(Text):
=== Begin Enclosure ===

The Case for Bone Broth

Bone broth has been used for its medicinal properties for centuries across multiple cultures.  It has now become more mainstream in Western culture for its known health benefits. In our clinic we often recommend bone broth to our fertility and pregnant patients. You may be wondering why we love this medicinal stock so much, so let's explore its benefits.

Bone Broth and Chinese Medicine

According to Chinese medicine, we are born with Kidney Qi or “life essence” which is an important source of energy that we will need and use throughout our lives. Part of our Kidney Essence is known as “acquired” jing. Acquired jing is built from the food we take in and can always be replenished. The other portion of our life essence comes from “congenital” jing.  Congenital jing is what we inherit from our birth parents; it is also considered to be our familial genetics. Unlike acquired jing, we are born with a finite amount of congenital jing and we want it to last throughout our lifetime. When our jing is depleted, illness occurs, some examples being fatigue, chronic pain, depression, and infertility. We can not create more congenital jing but we can nourish and preserve it through a healthy lifestyle.     

Some ways we can preserve our precious life essence is through proper rest, healthy boundaries, and a nourishing whole foods diet. While everything we eat matters, bone broth is the food item that most resembles Kidney Essence and is the best option to nourish our congenital jing which can result in an increase in vitality, fertility and an overall sense of wellbeing.  

Bone Broth Benefits

  • Rich in collagen, which is not only a fertility tonic but also helpful in miscarriage prevention and post-partum recovery.
  • Heals the mucosal lining of the gastrointestinal tract which aids in digestion and nutrient assimilation.
  • Promotes bone growth and tissue repair.

=== End Enclosure ===

(Data provided):

=== Begin Enclosure ===

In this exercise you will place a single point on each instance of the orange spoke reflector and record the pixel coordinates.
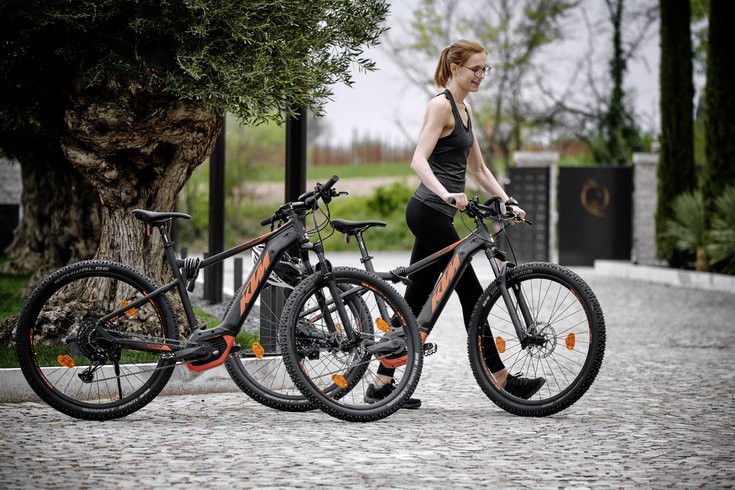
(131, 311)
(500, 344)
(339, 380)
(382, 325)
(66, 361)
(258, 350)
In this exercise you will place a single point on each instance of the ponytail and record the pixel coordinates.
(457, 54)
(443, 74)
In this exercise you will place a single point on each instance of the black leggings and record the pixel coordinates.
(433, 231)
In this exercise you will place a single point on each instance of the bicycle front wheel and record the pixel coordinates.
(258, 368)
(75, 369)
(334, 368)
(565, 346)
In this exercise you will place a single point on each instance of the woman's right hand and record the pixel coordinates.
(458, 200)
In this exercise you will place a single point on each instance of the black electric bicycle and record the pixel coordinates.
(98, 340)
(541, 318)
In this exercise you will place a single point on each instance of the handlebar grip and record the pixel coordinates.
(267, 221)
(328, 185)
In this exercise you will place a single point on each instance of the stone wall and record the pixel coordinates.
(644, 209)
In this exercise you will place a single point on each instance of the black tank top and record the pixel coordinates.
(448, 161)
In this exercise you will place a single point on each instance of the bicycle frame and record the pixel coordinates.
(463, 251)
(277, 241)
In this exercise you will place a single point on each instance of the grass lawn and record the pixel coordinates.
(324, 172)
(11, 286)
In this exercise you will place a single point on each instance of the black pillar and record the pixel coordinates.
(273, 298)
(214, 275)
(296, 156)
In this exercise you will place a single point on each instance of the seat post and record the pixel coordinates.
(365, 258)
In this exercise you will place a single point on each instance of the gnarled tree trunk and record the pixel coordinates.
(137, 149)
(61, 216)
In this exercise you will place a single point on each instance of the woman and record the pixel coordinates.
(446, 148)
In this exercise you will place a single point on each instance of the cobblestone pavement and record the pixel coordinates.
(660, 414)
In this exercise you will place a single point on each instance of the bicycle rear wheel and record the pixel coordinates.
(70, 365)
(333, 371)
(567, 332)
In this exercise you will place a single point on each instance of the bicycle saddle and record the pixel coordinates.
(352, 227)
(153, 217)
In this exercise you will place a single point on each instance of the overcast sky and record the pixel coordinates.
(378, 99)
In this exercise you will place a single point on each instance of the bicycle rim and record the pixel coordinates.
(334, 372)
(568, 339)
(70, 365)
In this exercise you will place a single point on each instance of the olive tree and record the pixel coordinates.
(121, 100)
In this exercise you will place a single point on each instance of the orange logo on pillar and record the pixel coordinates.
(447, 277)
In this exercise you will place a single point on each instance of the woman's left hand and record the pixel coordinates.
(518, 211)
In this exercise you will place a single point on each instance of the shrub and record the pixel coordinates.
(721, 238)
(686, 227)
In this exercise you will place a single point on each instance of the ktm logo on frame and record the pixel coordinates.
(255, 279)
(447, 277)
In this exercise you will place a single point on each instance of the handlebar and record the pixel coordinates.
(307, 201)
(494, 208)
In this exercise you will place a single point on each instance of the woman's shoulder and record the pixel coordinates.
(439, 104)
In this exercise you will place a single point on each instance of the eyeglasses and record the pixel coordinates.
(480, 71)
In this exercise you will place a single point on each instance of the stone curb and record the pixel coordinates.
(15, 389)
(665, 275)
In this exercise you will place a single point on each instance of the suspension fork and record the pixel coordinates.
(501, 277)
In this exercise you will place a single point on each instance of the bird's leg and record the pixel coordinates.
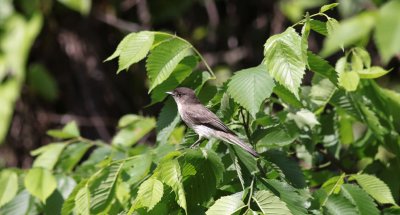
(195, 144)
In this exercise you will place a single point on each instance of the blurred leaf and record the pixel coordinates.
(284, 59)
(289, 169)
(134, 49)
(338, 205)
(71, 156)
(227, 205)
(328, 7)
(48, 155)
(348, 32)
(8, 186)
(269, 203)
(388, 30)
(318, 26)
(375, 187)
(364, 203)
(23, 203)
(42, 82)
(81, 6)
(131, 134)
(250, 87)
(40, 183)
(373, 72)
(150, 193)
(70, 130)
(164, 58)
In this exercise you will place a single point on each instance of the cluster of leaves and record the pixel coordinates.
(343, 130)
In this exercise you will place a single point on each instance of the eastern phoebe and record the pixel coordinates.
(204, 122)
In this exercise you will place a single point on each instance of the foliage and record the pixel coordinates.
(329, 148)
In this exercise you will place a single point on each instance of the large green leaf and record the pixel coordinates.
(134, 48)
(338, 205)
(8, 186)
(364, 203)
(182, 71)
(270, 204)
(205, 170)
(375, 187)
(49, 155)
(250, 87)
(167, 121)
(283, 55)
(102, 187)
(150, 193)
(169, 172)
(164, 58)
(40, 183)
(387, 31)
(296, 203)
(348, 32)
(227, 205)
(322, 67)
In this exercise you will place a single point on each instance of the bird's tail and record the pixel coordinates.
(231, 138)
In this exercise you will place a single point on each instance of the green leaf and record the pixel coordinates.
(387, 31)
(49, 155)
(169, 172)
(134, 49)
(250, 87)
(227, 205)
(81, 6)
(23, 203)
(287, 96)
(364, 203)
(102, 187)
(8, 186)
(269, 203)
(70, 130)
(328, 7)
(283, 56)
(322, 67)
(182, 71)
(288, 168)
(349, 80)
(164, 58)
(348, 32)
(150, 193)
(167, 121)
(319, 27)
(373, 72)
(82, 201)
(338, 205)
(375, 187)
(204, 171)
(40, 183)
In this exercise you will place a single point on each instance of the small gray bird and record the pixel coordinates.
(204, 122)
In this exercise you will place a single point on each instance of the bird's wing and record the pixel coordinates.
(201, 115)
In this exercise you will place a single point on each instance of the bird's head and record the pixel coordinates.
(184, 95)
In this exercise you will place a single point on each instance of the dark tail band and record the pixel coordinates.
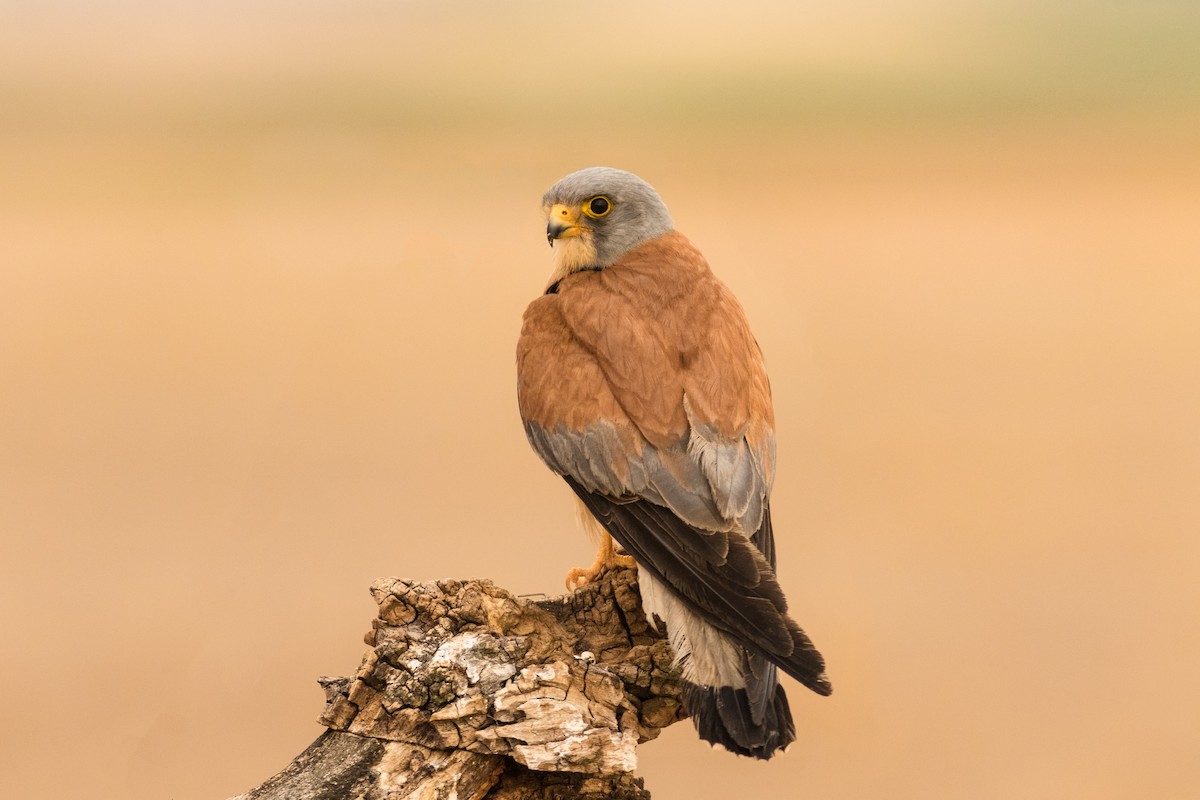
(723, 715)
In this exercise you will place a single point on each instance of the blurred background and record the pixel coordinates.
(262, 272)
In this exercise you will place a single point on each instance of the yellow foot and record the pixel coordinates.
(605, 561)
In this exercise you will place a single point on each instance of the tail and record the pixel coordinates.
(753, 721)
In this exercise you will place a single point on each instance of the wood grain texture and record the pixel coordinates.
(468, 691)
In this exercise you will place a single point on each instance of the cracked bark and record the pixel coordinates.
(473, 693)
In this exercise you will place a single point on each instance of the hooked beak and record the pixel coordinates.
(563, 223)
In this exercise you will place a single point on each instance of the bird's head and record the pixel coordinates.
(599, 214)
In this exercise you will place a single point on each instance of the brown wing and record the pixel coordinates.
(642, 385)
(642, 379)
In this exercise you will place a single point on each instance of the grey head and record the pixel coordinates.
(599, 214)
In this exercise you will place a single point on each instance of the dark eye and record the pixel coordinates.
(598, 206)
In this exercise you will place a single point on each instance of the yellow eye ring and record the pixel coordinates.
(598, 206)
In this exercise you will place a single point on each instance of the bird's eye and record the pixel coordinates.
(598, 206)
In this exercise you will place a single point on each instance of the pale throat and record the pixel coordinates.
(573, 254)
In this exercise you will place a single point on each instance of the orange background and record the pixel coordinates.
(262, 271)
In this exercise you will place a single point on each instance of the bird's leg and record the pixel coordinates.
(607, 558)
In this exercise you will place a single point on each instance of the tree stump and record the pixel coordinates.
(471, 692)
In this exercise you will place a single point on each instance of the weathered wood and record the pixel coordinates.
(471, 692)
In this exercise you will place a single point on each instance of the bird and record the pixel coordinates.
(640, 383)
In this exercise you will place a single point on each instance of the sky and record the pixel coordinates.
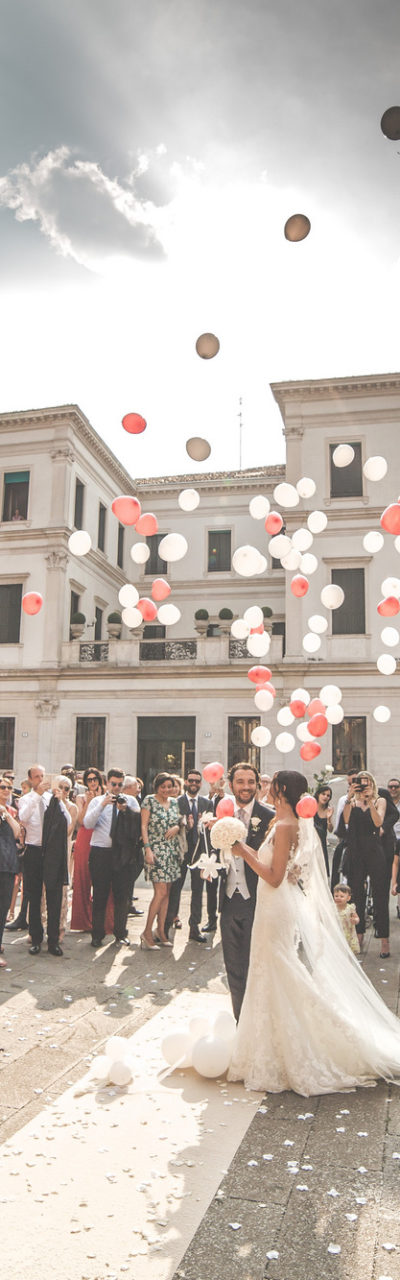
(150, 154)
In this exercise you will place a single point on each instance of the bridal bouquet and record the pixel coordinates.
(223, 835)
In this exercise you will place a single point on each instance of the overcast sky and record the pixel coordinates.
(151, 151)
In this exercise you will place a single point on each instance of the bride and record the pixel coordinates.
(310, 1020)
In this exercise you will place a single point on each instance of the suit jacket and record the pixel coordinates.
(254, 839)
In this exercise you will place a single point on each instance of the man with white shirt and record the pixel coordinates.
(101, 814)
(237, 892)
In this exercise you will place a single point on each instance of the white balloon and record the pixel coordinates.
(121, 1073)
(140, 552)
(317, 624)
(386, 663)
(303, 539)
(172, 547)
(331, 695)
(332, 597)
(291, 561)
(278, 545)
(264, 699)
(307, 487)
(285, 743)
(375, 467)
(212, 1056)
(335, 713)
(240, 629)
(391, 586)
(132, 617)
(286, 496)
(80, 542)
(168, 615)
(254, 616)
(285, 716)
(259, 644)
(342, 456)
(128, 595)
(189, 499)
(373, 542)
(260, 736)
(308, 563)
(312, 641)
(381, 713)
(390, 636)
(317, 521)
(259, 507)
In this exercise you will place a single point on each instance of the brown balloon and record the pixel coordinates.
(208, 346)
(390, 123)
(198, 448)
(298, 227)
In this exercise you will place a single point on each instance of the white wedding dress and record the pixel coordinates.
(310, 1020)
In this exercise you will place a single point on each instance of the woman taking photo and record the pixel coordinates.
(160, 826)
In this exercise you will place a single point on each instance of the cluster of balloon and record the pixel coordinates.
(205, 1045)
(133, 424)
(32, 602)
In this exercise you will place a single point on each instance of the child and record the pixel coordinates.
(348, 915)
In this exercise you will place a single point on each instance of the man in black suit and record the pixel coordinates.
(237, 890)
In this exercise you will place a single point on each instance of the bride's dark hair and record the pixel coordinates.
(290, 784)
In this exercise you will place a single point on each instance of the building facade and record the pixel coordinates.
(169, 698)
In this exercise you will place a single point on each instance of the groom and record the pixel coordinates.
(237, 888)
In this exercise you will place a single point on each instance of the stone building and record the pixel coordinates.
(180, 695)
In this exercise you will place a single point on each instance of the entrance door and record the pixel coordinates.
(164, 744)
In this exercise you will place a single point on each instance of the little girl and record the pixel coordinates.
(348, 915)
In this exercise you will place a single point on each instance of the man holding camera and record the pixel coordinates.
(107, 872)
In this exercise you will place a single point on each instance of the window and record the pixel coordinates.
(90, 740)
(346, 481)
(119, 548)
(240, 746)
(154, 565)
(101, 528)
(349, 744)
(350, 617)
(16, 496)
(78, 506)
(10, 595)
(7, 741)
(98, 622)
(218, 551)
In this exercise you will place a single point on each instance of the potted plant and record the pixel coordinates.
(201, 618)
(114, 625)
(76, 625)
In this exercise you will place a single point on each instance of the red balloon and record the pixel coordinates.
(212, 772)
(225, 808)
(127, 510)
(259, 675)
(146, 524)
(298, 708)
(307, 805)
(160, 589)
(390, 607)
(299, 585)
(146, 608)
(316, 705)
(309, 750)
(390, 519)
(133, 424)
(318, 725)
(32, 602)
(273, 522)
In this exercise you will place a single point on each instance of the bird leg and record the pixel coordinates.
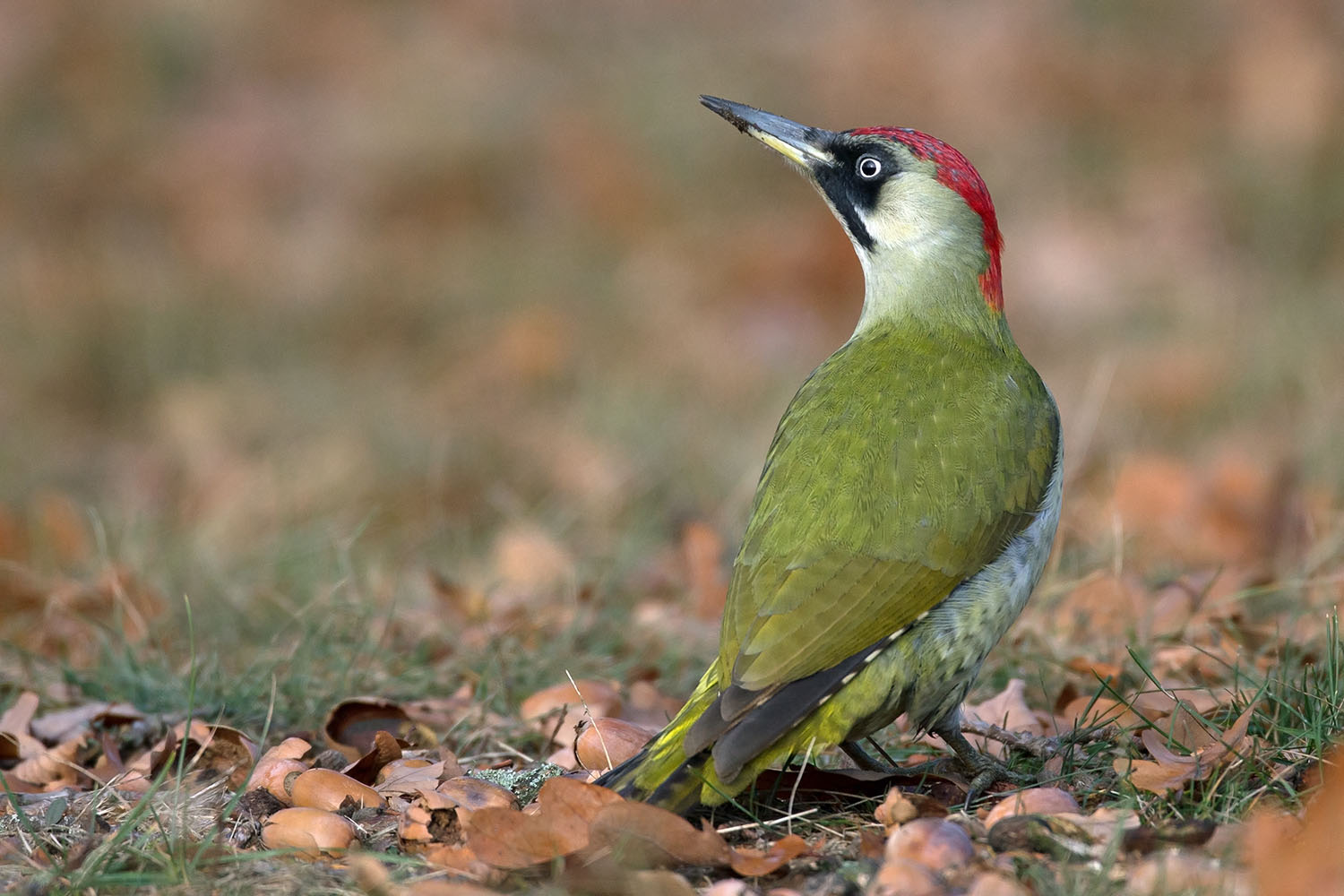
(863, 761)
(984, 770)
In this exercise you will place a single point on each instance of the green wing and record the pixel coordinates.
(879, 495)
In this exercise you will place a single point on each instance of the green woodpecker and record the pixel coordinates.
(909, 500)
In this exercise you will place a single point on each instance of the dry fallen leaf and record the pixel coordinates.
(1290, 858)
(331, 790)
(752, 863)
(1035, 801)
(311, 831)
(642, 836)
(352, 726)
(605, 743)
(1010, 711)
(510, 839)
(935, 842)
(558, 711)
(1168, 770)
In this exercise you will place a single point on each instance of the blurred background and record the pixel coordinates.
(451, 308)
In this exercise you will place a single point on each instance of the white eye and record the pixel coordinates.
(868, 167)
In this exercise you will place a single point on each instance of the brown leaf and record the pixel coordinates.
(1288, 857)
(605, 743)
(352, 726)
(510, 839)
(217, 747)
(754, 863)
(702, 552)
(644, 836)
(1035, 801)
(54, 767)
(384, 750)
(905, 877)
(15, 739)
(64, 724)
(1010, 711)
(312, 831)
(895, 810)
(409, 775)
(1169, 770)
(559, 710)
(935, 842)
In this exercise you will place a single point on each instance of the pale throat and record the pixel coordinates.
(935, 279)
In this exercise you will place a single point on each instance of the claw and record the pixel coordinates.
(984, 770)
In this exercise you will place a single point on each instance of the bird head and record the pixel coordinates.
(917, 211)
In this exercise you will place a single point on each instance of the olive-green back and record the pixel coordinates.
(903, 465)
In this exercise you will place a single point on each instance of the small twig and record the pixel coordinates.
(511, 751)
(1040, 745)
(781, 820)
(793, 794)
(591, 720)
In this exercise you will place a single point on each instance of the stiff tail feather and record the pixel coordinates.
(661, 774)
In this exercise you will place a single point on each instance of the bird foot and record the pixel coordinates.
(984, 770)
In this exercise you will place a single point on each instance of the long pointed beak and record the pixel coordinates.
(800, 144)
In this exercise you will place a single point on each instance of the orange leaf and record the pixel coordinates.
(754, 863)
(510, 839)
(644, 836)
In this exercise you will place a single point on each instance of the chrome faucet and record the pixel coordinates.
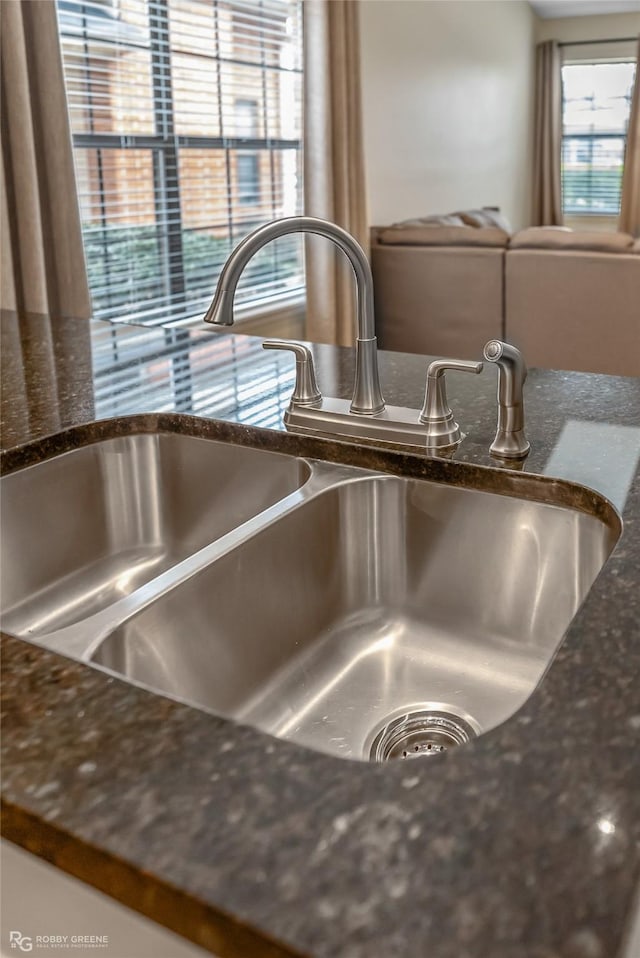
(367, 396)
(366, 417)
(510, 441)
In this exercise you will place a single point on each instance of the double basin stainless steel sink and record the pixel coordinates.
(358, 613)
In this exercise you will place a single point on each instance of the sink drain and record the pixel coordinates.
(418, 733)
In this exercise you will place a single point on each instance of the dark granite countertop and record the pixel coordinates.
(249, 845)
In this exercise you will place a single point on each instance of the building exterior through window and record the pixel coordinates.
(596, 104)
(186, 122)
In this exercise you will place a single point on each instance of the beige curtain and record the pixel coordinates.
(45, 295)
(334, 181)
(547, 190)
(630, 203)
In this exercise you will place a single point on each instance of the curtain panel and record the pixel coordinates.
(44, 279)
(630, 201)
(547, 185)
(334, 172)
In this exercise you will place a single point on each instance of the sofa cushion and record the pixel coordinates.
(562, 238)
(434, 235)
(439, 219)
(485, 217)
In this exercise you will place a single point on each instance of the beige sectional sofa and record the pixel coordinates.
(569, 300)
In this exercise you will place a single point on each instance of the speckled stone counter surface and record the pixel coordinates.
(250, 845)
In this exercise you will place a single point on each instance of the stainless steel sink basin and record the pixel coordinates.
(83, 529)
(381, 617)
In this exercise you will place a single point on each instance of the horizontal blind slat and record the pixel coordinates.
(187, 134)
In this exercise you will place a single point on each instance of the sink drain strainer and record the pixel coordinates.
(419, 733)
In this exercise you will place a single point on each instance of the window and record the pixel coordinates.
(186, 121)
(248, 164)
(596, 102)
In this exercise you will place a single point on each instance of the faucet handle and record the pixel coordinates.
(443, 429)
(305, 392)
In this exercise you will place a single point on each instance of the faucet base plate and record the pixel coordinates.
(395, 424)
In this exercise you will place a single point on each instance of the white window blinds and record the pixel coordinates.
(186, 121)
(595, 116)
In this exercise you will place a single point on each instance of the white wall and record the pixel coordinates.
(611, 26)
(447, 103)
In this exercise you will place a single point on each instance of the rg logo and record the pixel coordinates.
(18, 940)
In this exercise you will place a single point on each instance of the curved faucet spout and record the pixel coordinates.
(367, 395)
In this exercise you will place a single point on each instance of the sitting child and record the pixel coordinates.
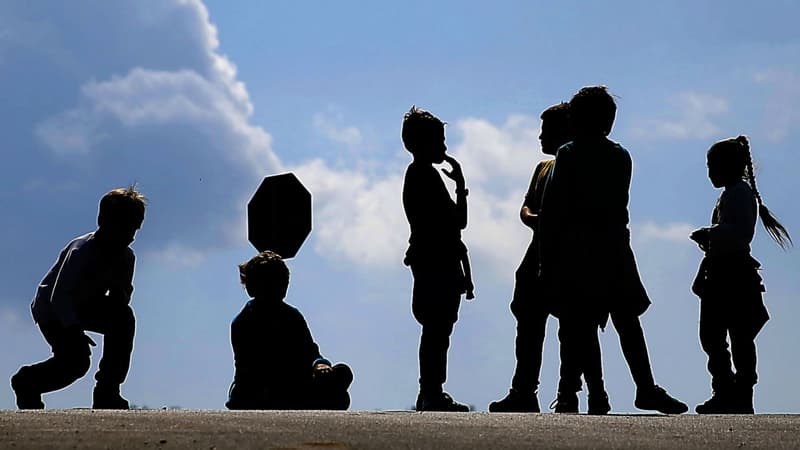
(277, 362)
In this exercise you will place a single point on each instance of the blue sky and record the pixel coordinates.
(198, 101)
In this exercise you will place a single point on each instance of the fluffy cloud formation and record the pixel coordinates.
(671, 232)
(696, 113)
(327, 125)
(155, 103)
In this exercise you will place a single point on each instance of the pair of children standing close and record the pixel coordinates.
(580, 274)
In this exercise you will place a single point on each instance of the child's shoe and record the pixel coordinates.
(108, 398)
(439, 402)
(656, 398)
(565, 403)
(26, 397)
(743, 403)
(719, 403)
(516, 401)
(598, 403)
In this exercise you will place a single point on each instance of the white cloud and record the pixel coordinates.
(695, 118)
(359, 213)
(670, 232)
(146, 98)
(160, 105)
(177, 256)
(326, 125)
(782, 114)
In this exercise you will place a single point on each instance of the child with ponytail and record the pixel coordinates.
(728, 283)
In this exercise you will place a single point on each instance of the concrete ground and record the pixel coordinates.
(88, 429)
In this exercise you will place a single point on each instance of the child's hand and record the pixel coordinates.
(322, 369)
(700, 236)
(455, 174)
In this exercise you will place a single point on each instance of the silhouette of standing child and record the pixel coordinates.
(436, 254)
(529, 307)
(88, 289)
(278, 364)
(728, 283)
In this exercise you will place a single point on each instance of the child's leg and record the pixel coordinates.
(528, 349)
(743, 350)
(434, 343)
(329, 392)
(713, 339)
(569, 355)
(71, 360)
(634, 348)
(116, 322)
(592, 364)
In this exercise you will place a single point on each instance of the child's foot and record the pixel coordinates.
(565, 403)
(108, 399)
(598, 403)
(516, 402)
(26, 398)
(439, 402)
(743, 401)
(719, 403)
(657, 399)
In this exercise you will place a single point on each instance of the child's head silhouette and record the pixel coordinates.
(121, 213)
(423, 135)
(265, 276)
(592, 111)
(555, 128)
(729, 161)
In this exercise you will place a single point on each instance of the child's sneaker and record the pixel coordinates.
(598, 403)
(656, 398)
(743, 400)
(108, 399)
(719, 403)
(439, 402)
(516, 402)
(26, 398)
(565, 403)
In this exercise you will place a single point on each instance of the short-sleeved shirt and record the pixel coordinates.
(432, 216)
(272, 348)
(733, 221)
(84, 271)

=== End Enclosure ===

(Prompt A):
According to the bone broth article, where does congenital jing come from?
(Prompt B):
Continue the bone broth article from its last line onward.
The entries have nothing to do with the bone broth article.

(Written reply A):
Congenital jing is inherited from our birth parents.

(Written reply B):
  • Rich in the building block nutrients needed for fertility such as gelatin, amino acids, glycine, calcium, and magnesium.


Bone Broth Recipe

Photo of cooked bones, carrots and a bowl of bone broth on a table.

Recipe adapted from, The Joy of Cooking


2 or 3 lbs marrow bones*

2 medium carrots

1 medium onion

3 celery stalks

1 turnip or parsnip (optional)

dash red pepper flakes

1 tsp dried rosemary

1/2 tsp dried thyme

6-10 black peppercorns

2 bay leaves


Crack the bones and put everything into a crockpot, cover with water and slow cook overnight. Cool the soup for a while. Then, strain the soup through a cheesecloth (you should only be left with the broth) and let it cool to room temperature before placing it in the refrigerator.  After it’s cooled, there will be some fat that is congealed on the top.  Skim this off and throw it away and then fill ice-cube trays with the soup until frozen.  You can store the cubes, two each, in zip lock bags. 

*You can purchase “natural” marrow bones at PCC, Metropolitan Market and Whole Foods.  You may have to ask the butcher for them.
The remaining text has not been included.